(Source text)
Anna Susanna Gunilla Emilia (Emily) Spörck née von Vegesack (27 March 1825, När—10 February 1904, Chicago) was a Swedish physician. At a time when women were not admitted to colleges of medicine in Sweden, she trained as a physiotherapist. After emigrating to the United States, she was able to study at the Habnemann Medical College in Chicago. When she graduated in March 1873, she became the second Swedish women to qualify as a doctor of medicine. Active in Chicago, she mainly treated women and children, especially Scandinavians. In addition, she lectured at the Chicago College of Midwifery and was active in organizations including the Woman's Christian Temperance Union.

==Early life==
Born on 27 March 1825 in När on the island of Gotland, Anna Susanna Gunilla Emilia von Vegesack was the daughter of Baron Eberhard Ferdinand Emil von Vegesack, a captain in the national guard, and his wife Ulla Christina Sofia née Lythberg. She was the third of the family's nine children. From the age of eight she attended a private school in nearby Visby where she progressed in English, German and French. She became interested in medicine as she helped her father run his little chemists shop and diligently read one of his pharmaceutical books.

==Career==
After the family moved to Visby, in the mid-1840s she met the Norwegian sea captain Peter Bruno Spörck when his ship docked in the harbour. They married in 1856 and moved to Bergen in Norway. Suffering from poor health, Emily Spörck was treated at the Hartelius Institute in Stockholm where after recovery she was trained as a physiotherapist. She returned to Bergen where she spent the next four years working as a physiotherapist.
(End Source text)
* Work item A:
Condense the paragraph of the Emily Spörck text beginning "Born on 27 March 1825" into a bulleted list that keeps its main facts.
* Work item B:
Using the Emily Spörck text, answer these questions:
(i) In what month and year did she graduate?
(ii) How many children did her parents have?
(iii) At which institution was she treated for poor health?
(Record excerpts)
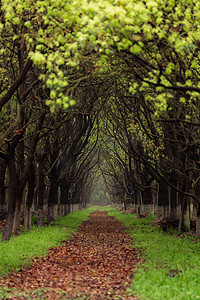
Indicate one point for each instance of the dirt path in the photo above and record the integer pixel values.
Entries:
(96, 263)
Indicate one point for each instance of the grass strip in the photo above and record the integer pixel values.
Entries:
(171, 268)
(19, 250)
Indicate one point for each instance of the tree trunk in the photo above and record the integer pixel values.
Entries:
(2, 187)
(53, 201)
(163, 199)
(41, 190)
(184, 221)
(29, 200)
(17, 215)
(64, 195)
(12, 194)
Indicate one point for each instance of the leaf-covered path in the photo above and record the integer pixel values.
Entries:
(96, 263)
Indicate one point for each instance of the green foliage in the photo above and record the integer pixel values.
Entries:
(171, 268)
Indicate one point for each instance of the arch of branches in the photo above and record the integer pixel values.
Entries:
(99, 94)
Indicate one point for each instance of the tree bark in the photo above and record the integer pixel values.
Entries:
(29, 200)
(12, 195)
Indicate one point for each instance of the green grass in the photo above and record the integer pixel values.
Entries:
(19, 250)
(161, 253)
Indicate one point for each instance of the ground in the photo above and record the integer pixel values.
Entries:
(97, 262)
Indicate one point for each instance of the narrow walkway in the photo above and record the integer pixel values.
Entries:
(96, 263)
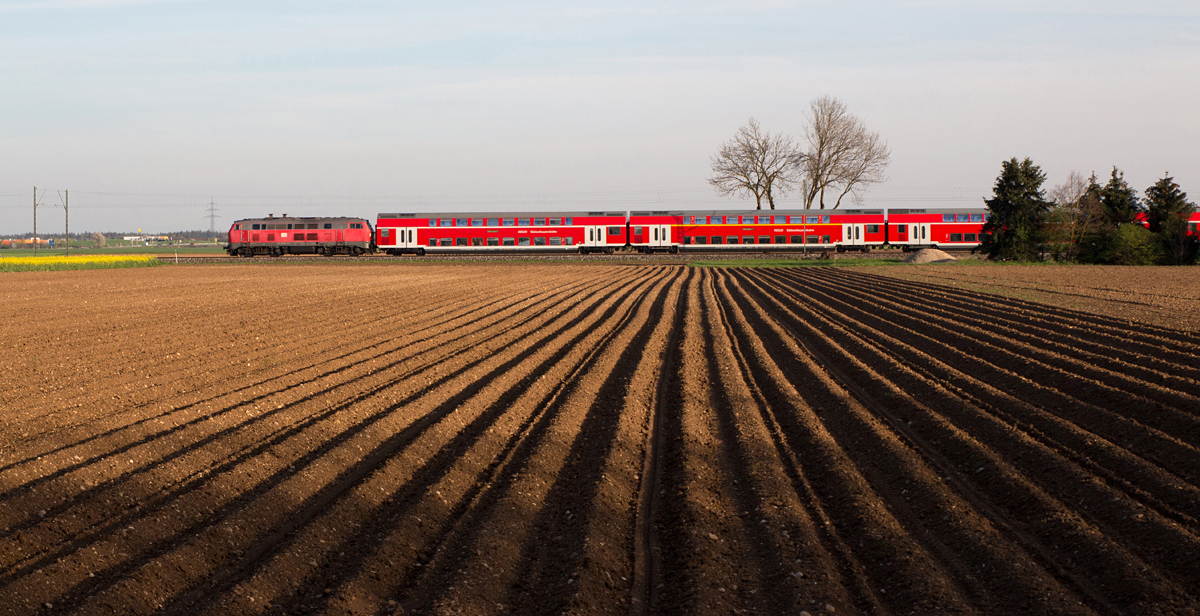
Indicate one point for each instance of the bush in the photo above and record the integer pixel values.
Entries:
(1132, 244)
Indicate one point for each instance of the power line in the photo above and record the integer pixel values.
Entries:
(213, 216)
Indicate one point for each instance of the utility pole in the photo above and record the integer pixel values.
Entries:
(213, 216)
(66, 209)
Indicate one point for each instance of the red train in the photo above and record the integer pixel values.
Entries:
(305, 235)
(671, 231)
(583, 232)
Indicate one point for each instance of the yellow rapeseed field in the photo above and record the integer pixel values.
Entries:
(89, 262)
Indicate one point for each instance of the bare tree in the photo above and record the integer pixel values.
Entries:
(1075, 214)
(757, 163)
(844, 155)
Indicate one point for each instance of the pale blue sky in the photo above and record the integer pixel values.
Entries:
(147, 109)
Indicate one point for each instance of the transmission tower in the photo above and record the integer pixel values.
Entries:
(End Record excerpts)
* Task answer A:
- Born 27 March 1825 in När, on the island of Gotland
- Parents: Baron Eberhard Ferdinand Emil von Vegesack, a national guard captain, and Ulla Christina Sofia née Lythberg
- Third of nine children
- Attended a private school in Visby from age eight and progressed in English, German and French
- Became interested in medicine by helping run her father's small chemist's shop and reading one of his pharmaceutical books

* Task answer B:
(i) March 1873
(ii) Nine
(iii) The Hartelius Institute in Stockholm